>> Begin EXTRACTED INFORMATION
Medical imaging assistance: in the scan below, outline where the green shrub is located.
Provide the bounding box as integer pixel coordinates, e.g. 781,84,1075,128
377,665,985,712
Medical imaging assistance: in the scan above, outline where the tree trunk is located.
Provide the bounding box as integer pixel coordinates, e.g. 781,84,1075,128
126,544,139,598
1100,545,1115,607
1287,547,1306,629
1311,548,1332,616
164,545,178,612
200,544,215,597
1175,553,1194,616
>> End EXTRACTED INFORMATION
Can you retype all of the records above, line for line and without changing a character?

FINISHED ANSWER
Medical imaging assistance: in the scan below, outline where the green shrub is located.
Provide the bounding box as integer pixel coordinates, e.g. 781,84,1075,128
377,665,985,712
Medical imaging assistance: in the scan above, outline where the tree trunk is located.
Provide the bounding box as integer pixel coordinates, e.g. 781,84,1075,128
126,544,139,598
1100,545,1115,607
1287,547,1306,629
1311,548,1332,616
164,545,178,612
200,544,215,597
1175,553,1194,616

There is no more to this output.